▸ Trecho:
────────────────

Instituições
de saúde onde pobres e negros só entram como serviçais não devem ser
financiadas com dinheiro público
Falso
positivo é o registro de um fenômeno que parece ser, mas não é. Quando se trata
de testes, refere-se a uma alteração ou doença que não existe. Na política,
indica relações causais errôneas, das quais derivam ações supostamente
favoráveis. Falsos positivos não são mentiras, expressam limites na
coincidência entre essência e aparência. Resultado laboratorial positivo não é
necessariamente diagnóstico, depende. Para que um teste seja bom, seu valor
preditivo deve ser alto, não basta detectar os positivos; é necessário
discernir os negativos.
Atos governamentais são falsos positivos quando proposições supostamente favoráveis à maioria iludem. Como convicções, interesses, crenças e vontades se misturam nas formulações de programas públicos, a identificação de políticas falsas nem sempre é imediata. Enquanto as descaradamente espúrias, como a ameaça de trocar ministro da Saúde quando o número de casos e óbitos aumenta, são perceptíveis, as retóricas do tipo “não tem outra saída” passam como verídicas.
Esse
é o caso das Parcerias Público-Privadas (PPPs), anunciadas como solução para
reorganizar o SUS. Seus defensores consideram que a substituição de
instituições públicas — morosas e vazadas por más práticas — por organizações
privadas produtivas e incorruptíveis pouparia os orçamentos governamentais e
modernizaria o SUS. PPP é uma denominação propositalmente vaga. Ficam na terra,
os contratos do público com o privado, o repasse regular de recursos
financeiros do primeiro para o segundo. Vão para o ar, os nunca atingidos
choque de gestão, eficiência e probidade.

────────────────

▸ Informações fornecidas:

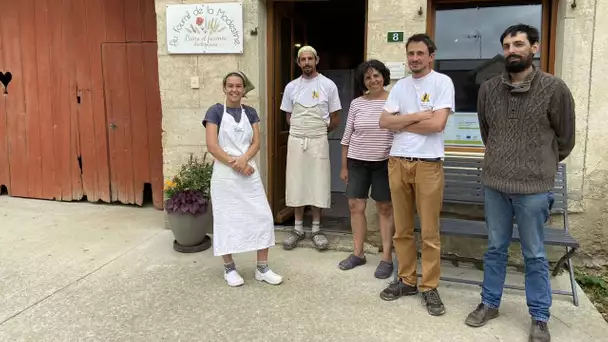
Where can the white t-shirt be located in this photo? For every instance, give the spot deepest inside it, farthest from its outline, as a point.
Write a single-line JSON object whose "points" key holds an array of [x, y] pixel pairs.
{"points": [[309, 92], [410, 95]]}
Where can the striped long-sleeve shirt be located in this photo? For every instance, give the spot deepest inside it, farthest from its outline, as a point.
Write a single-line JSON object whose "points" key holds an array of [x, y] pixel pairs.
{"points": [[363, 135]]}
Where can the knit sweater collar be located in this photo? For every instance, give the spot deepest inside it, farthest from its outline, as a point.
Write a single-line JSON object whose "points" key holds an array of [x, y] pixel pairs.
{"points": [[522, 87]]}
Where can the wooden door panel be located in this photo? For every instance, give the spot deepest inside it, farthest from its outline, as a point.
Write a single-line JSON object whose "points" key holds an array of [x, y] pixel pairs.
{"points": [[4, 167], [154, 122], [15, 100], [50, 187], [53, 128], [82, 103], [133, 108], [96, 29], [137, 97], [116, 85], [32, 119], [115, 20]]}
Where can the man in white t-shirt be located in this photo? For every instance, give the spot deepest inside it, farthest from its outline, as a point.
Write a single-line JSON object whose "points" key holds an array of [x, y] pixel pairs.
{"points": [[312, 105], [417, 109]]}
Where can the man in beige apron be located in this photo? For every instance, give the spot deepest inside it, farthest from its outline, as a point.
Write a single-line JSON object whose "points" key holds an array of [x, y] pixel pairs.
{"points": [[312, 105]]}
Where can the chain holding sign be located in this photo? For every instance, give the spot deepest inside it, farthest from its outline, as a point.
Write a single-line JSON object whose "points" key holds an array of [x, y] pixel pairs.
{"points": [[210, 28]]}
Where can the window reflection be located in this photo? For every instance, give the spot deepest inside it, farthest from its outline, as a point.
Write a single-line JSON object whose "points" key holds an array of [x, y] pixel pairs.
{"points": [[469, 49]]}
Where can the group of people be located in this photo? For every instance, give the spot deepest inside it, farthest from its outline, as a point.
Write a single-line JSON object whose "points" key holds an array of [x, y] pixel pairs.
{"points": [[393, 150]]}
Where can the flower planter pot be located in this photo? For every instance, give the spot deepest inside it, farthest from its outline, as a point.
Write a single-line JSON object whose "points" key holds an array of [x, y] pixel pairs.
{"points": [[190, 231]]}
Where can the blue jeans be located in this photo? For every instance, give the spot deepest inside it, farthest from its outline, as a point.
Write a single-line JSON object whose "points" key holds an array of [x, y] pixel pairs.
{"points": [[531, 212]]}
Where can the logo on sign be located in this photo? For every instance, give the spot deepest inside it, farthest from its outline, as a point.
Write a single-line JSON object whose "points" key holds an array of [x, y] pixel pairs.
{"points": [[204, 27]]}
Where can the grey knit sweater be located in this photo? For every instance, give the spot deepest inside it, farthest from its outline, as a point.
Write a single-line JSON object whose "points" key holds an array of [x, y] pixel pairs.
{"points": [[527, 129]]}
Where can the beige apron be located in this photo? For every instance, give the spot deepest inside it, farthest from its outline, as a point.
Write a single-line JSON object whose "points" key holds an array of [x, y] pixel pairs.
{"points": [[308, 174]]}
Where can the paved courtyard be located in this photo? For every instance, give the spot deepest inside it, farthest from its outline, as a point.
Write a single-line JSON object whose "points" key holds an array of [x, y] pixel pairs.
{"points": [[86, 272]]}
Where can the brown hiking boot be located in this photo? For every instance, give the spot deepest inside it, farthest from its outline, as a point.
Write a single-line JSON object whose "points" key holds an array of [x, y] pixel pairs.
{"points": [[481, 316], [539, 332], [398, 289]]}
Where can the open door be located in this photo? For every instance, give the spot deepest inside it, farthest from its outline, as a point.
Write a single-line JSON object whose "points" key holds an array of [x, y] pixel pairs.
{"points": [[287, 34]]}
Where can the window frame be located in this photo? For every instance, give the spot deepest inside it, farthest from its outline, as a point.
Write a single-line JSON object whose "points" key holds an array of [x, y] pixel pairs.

────────────────

▸ Instruções a seguir: Reescreva a parte do trecho sobre falsos positivos que começa com "Atos governamentais são" e termina com "passam como verídicas.", substituindo "programas públicos" por "projetos públicos".

▸ Solução:
Atos governamentais são falsos positivos quando proposições supostamente favoráveis à maioria iludem. Como convicções, interesses, crenças e vontades se misturam nas formulações de projetos públicos, a identificação de políticas falsas nem sempre é imediata. Enquanto as descaradamente espúrias, como a ameaça de trocar ministro da Saúde quando o número de casos e óbitos aumenta, são perceptíveis, as retóricas do tipo “não tem outra saída” passam como verídicas.